Task brief:
Print verbatim every line starting at the one that contains "Target: man in black shirt" and ending at the final line of the records; include both endpoints.
- Opening Delimiter -
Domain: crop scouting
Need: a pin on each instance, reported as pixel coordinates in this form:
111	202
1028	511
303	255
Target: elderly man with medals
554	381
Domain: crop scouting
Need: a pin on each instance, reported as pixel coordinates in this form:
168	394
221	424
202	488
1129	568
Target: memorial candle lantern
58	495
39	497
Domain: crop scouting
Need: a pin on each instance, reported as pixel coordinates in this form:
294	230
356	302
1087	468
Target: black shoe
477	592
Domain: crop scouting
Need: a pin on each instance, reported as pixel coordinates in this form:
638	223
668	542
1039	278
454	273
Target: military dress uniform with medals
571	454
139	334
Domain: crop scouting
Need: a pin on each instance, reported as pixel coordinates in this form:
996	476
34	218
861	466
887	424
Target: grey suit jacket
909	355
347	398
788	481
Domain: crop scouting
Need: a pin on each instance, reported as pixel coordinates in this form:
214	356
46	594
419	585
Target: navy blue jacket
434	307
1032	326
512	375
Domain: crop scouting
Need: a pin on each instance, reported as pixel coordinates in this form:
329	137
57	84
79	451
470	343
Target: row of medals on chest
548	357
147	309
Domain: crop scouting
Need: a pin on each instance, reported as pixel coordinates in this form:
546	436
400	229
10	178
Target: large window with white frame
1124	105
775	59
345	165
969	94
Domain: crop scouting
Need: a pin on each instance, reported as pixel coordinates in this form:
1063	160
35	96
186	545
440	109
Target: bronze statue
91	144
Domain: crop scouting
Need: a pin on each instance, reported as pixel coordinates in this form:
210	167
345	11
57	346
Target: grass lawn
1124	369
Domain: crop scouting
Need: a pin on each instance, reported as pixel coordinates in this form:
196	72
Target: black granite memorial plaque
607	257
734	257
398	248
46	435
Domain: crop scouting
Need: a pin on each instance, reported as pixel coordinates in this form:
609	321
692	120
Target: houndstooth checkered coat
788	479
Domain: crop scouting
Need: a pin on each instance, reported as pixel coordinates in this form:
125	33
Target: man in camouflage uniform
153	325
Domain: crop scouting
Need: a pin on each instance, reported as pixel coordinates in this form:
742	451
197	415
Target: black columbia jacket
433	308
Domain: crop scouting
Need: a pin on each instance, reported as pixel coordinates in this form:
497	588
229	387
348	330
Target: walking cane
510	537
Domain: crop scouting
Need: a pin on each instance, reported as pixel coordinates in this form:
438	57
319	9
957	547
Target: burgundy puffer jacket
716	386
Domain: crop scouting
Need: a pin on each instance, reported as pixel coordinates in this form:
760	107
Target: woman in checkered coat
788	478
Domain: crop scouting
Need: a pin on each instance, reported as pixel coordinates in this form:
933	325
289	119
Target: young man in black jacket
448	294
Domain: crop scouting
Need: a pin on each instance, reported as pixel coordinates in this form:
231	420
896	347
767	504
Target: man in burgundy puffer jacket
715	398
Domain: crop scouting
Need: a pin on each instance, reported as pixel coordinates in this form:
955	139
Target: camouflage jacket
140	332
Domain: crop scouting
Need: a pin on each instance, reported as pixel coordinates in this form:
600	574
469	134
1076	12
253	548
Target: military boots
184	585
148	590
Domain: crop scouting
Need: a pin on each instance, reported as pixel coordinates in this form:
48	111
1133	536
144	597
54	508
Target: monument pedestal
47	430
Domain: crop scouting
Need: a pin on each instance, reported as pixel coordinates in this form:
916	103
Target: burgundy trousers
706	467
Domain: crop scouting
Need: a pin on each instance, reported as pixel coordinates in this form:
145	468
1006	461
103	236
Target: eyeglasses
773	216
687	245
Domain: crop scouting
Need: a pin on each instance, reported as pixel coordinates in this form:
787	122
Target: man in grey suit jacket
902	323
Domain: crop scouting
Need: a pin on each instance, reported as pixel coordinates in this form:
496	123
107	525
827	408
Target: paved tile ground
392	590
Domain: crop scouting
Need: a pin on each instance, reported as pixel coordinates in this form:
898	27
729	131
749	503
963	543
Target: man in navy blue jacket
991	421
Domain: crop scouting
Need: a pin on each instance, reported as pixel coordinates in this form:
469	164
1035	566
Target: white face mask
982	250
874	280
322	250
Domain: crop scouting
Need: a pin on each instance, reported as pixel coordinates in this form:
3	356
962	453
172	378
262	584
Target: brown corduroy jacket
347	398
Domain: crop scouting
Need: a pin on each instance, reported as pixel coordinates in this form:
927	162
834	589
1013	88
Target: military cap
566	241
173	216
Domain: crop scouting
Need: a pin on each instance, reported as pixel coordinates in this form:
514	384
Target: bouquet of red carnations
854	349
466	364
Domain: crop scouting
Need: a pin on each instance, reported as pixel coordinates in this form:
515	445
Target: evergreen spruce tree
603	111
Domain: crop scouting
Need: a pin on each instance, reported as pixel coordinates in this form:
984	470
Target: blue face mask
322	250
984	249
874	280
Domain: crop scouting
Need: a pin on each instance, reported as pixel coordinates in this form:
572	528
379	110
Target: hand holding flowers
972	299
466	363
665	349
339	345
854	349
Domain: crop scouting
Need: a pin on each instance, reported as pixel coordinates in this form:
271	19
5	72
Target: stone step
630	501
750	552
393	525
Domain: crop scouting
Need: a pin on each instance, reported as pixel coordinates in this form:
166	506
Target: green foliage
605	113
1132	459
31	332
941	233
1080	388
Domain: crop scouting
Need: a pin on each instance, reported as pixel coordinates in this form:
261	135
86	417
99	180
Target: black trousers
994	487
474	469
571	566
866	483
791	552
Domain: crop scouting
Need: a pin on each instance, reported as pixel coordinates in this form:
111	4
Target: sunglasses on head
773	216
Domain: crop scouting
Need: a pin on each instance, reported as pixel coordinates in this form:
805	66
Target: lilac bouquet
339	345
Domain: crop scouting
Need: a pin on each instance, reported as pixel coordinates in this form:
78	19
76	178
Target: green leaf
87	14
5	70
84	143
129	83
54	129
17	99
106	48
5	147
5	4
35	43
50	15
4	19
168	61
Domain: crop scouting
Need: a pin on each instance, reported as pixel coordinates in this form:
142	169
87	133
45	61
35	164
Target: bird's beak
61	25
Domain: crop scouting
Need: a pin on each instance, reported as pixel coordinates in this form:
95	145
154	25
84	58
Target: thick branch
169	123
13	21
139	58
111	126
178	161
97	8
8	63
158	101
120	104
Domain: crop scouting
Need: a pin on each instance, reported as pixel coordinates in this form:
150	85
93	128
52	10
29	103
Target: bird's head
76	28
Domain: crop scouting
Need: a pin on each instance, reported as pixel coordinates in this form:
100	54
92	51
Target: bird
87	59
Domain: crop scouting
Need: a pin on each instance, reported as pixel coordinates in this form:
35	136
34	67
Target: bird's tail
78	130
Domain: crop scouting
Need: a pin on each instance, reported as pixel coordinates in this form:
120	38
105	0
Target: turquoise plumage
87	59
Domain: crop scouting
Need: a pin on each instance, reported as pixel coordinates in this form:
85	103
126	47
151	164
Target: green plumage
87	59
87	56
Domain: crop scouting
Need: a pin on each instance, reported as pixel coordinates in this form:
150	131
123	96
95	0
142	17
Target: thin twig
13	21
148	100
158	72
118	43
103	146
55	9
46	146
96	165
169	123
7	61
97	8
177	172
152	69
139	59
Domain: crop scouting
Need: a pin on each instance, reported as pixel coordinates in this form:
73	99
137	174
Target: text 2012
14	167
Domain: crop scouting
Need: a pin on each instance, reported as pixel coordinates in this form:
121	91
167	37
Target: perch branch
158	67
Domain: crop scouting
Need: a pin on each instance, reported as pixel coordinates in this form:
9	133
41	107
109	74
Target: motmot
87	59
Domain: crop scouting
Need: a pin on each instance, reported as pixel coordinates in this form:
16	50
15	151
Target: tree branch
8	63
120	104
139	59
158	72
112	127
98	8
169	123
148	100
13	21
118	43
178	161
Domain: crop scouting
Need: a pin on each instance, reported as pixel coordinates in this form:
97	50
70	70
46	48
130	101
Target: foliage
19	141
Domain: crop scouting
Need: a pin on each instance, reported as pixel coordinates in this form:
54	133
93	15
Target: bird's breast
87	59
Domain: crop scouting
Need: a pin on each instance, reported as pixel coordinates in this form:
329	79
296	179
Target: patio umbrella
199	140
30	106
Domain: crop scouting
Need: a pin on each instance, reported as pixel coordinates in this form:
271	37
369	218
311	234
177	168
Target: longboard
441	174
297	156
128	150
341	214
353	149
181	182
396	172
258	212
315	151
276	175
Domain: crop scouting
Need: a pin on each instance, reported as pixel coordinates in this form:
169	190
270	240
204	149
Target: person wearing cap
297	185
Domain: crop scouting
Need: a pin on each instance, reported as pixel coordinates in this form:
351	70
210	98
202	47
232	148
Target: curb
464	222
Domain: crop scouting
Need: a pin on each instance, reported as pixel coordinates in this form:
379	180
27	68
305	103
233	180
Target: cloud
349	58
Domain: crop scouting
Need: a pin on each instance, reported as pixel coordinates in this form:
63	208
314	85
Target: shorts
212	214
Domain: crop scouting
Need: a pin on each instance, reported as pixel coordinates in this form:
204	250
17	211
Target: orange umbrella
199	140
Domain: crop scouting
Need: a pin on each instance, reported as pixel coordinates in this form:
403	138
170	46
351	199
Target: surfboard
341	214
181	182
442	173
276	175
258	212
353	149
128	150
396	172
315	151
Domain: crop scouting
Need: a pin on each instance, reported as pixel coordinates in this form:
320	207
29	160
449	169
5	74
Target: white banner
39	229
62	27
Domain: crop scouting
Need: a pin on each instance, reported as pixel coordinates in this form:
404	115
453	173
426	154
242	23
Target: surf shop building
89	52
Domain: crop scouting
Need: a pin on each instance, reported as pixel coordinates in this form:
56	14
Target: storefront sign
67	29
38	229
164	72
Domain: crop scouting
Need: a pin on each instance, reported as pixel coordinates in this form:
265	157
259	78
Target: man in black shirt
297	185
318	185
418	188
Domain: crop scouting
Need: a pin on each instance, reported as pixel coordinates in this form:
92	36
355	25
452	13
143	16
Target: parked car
- Closing Delimiter -
Written solution:
Target: man in black shirt
297	185
318	185
418	188
Domain: crop scouting
Need: a pin on each instance, reported as pixel coordinates in this form:
92	36
355	25
452	13
143	16
Target: parked car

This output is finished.